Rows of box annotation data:
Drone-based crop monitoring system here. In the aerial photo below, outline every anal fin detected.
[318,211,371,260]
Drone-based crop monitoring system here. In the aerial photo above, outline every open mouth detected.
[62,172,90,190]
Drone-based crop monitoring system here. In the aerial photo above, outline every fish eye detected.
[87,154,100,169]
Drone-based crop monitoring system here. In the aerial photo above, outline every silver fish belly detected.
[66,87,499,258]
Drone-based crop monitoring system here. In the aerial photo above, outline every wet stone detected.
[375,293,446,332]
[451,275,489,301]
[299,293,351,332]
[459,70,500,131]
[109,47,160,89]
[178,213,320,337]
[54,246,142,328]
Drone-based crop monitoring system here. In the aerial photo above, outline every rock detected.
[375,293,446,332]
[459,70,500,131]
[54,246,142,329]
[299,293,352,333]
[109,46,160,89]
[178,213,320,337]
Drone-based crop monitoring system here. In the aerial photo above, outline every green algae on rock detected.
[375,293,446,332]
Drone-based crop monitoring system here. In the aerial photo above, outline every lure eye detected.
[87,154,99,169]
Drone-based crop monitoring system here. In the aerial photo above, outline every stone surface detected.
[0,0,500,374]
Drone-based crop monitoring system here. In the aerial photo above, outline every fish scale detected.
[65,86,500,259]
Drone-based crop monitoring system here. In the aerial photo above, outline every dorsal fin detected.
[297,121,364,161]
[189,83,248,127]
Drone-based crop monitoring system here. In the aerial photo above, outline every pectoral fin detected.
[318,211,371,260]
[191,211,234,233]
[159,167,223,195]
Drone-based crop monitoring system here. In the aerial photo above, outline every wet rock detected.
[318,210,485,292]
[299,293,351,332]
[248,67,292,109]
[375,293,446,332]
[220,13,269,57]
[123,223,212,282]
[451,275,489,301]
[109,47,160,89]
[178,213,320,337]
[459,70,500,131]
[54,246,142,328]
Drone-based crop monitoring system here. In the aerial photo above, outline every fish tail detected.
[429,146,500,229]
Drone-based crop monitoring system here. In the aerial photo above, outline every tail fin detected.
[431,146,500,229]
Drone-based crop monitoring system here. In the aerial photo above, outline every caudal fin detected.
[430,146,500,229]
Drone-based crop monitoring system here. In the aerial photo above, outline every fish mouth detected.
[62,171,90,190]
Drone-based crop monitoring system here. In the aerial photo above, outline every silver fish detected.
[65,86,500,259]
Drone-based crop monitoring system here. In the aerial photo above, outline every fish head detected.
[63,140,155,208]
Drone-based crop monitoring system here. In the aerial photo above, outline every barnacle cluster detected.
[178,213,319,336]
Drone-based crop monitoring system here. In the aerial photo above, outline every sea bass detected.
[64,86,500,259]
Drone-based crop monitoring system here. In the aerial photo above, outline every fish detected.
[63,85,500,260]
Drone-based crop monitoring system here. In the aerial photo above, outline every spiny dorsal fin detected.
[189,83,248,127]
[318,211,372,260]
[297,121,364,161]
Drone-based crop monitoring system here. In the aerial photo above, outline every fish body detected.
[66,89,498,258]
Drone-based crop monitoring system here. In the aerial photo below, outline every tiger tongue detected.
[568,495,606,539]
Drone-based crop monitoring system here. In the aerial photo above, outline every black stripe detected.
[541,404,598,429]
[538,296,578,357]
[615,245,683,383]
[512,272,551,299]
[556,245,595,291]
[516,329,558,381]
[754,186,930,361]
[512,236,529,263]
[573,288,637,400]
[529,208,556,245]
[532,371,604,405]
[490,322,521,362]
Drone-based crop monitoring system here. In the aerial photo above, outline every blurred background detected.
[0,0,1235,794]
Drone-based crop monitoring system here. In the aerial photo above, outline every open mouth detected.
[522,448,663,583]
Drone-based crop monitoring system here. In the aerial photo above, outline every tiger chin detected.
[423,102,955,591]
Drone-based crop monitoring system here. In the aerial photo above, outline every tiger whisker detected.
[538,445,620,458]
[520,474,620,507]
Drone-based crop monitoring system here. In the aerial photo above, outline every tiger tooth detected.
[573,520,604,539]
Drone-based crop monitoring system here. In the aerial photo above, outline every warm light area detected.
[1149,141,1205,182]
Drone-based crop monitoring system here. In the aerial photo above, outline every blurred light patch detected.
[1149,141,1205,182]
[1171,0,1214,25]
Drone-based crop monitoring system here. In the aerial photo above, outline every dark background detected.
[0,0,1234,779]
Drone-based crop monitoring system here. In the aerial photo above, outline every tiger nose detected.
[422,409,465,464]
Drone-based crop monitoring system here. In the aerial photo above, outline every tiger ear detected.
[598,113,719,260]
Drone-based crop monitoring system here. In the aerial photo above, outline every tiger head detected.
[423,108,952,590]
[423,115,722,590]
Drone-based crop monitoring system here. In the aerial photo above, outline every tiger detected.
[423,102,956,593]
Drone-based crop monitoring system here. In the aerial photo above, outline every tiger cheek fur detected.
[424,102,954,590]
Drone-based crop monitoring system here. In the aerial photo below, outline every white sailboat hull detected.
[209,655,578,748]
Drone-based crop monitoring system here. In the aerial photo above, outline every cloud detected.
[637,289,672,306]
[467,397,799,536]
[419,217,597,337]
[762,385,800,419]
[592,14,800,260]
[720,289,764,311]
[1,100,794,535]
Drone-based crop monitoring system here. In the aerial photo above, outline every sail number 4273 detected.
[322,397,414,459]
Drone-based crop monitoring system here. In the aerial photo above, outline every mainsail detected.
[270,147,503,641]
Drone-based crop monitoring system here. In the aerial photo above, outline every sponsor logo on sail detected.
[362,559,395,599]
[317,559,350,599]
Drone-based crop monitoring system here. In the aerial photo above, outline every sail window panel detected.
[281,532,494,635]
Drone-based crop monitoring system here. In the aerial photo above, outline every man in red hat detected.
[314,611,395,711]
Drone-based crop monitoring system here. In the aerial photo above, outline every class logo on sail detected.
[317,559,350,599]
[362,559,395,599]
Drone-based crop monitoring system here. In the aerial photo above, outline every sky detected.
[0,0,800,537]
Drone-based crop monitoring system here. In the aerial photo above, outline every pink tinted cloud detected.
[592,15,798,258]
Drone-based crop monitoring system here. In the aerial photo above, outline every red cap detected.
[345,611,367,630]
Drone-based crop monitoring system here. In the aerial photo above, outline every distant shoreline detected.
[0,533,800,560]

What is expected: Rewrite all of the entries above as a JSON list of strings, one string per line, leaving out any blank lines.

The completed task:
[
  "Drone-based crop monitoring system here. In the aerial photo below, outline every anal fin detected.",
  "[318,211,371,260]",
  "Drone-based crop monitoring system here. In the aerial photo above, outline every open mouth detected.",
  "[62,172,90,190]",
  "Drone-based crop monitoring system here. In the aerial photo above, outline every fish eye detected.",
  "[87,154,100,169]",
  "Drone-based crop monitoring system here. In the aerial photo above, outline every silver fish belly detected.",
  "[66,87,499,258]",
  "Drone-based crop monitoring system here. In the aerial photo above, outline every wet stone detected.",
  "[375,293,446,332]",
  "[451,275,489,301]",
  "[299,293,351,332]",
  "[459,70,500,131]",
  "[109,47,160,89]",
  "[178,213,320,337]",
  "[54,246,142,328]",
  "Drone-based crop monitoring system here. In the aerial photo above, outline every rock detected.",
  "[375,293,446,332]",
  "[459,70,500,131]",
  "[54,246,142,329]",
  "[299,293,352,333]",
  "[109,46,160,89]",
  "[178,213,320,337]",
  "Drone-based crop monitoring system here. In the aerial photo above, outline every green algae on rock detected.",
  "[375,293,446,332]",
  "Drone-based crop monitoring system here. In the aerial photo above, outline every lure eye detected.",
  "[87,154,99,169]",
  "Drone-based crop monitoring system here. In the aerial photo above, outline every stone surface detected.",
  "[0,0,500,374]",
  "Drone-based crop monitoring system here. In the aerial photo above, outline every fish scale detected.",
  "[65,86,500,259]",
  "Drone-based crop monitoring system here. In the aerial photo above, outline every dorsal fin detected.",
  "[297,121,364,161]",
  "[189,83,248,127]",
  "Drone-based crop monitoring system here. In the aerial photo above, outline every pectoral fin detected.",
  "[318,211,371,260]",
  "[191,211,234,233]",
  "[159,167,223,195]",
  "Drone-based crop monitoring system here. In the aerial photo above, outline every wet rock detected.",
  "[318,210,485,292]",
  "[299,293,351,332]",
  "[248,67,292,109]",
  "[375,293,446,332]",
  "[220,13,269,57]",
  "[123,223,212,282]",
  "[451,275,489,301]",
  "[109,47,160,89]",
  "[178,213,320,337]",
  "[459,70,500,131]",
  "[54,246,142,328]",
  "Drone-based crop monitoring system here. In the aerial photo above, outline every fish tail detected.",
  "[429,146,500,229]",
  "Drone-based crop monitoring system here. In the aerial photo above, outline every tail fin detected.",
  "[431,146,500,229]",
  "Drone-based crop monitoring system here. In the aerial photo above, outline every caudal fin detected.",
  "[430,146,500,229]",
  "Drone-based crop monitoring system here. In the aerial photo above, outline every fish mouth detected.",
  "[62,171,90,190]",
  "Drone-based crop monitoring system here. In the aerial photo above, outline every silver fish detected.",
  "[65,86,500,259]",
  "Drone-based crop monitoring system here. In the aerial photo above, outline every fish head detected.",
  "[63,140,155,208]",
  "Drone-based crop monitoring system here. In the aerial photo above, outline every barnacle cluster detected.",
  "[178,213,319,336]",
  "Drone-based crop monitoring system here. In the aerial photo above, outline every sea bass detected.",
  "[64,86,500,259]",
  "Drone-based crop monitoring system here. In the aerial photo above, outline every fish detected.",
  "[63,85,500,260]",
  "Drone-based crop monitoring system here. In the aerial photo above, outline every spiny dorsal fin detected.",
  "[189,83,248,127]",
  "[318,211,372,260]",
  "[297,121,364,161]",
  "Drone-based crop monitoring system here. In the aerial photo above, outline every fish body detected.",
  "[66,89,498,258]",
  "Drone-based crop monitoring system here. In the aerial photo below, outline every tiger tongue detected.",
  "[568,495,606,539]",
  "Drone-based crop monitoring system here. In the aerial photo above, outline every black stripe detected.",
  "[541,404,598,429]",
  "[538,296,578,357]",
  "[615,245,683,383]",
  "[512,272,551,299]",
  "[556,245,595,291]",
  "[516,329,558,381]",
  "[754,186,930,361]",
  "[512,236,529,263]",
  "[573,288,637,400]",
  "[529,208,556,245]",
  "[532,371,604,405]",
  "[490,322,521,362]",
  "Drone-based crop monitoring system here. In the aerial photo above, outline every blurred background detected.",
  "[0,0,1235,794]",
  "Drone-based crop monitoring system here. In the aerial photo above, outline every open mouth detected.",
  "[522,448,663,583]",
  "Drone-based crop monitoring system here. In the aerial photo above, outline every tiger chin detected.",
  "[423,102,955,591]",
  "Drone-based crop monitoring system here. In the aerial photo above, outline every tiger whisker detected.",
  "[538,445,620,458]",
  "[520,474,620,507]",
  "Drone-based crop monitoring system here. In the aerial photo above, outline every tiger tooth detected.",
  "[573,520,604,539]",
  "Drone-based crop monitoring system here. In the aerial photo above, outline every warm light area detected.",
  "[1149,141,1205,182]",
  "Drone-based crop monitoring system here. In the aerial photo above, outline every blurred light patch detected.",
  "[1149,141,1205,182]",
  "[1171,0,1214,25]",
  "Drone-based crop monitoring system here. In the aerial photo above, outline every dark background detected.",
  "[0,0,1234,779]",
  "Drone-based crop monitoring system here. In the aerial photo above, outline every tiger nose detected.",
  "[422,409,465,464]",
  "Drone-based crop monitoring system here. In the aerial photo above, outline every tiger ear detected.",
  "[598,113,719,260]",
  "Drone-based crop monitoring system here. In the aerial photo above, outline every tiger head detected.",
  "[423,108,952,590]",
  "[423,115,722,590]",
  "Drone-based crop monitoring system here. In the aerial photo above, outline every tiger detected.",
  "[423,102,956,593]",
  "Drone-based crop monitoring system here. In the aerial photo above, outline every tiger cheek fur detected.",
  "[424,102,954,590]",
  "Drone-based crop monitoring system here. In the aerial photo below, outline every white sailboat hull detected.",
  "[209,655,578,748]",
  "Drone-based crop monitoring system here. In the aerial photo above, outline every cloud detected.",
  "[637,289,672,306]",
  "[467,397,799,536]",
  "[419,217,597,337]",
  "[762,385,800,419]",
  "[592,14,800,260]",
  "[720,289,764,311]",
  "[1,100,794,535]",
  "Drone-based crop monitoring system here. In the aerial photo above, outline every sail number 4273 detected.",
  "[322,397,414,459]",
  "Drone-based crop monitoring system here. In the aerial photo above, outline every mainsail detected.",
  "[270,147,503,641]",
  "Drone-based crop monitoring system here. In the aerial photo above, outline every sponsor logo on sail detected.",
  "[362,559,395,599]",
  "[317,559,350,599]",
  "Drone-based crop monitoring system here. In the aerial photo above, outline every sail window panel detected.",
  "[281,532,494,635]",
  "Drone-based crop monitoring system here. In the aerial photo above, outline every man in red hat detected.",
  "[314,611,395,711]",
  "Drone-based crop monitoring system here. In the aerial photo above, outline every class logo on sail detected.",
  "[317,559,350,599]",
  "[362,559,395,599]",
  "Drone-based crop monitoring system here. In the aerial photo above, outline every sky detected.",
  "[0,0,800,537]",
  "Drone-based crop monitoring system here. In the aerial photo above, outline every pink tinted cloud detected.",
  "[592,15,798,258]",
  "Drone-based crop monitoring system here. In the aerial photo above, outline every red cap detected.",
  "[345,611,367,630]",
  "Drone-based crop monitoring system here. In the aerial photo above, outline every distant shoreline detected.",
  "[0,533,800,560]"
]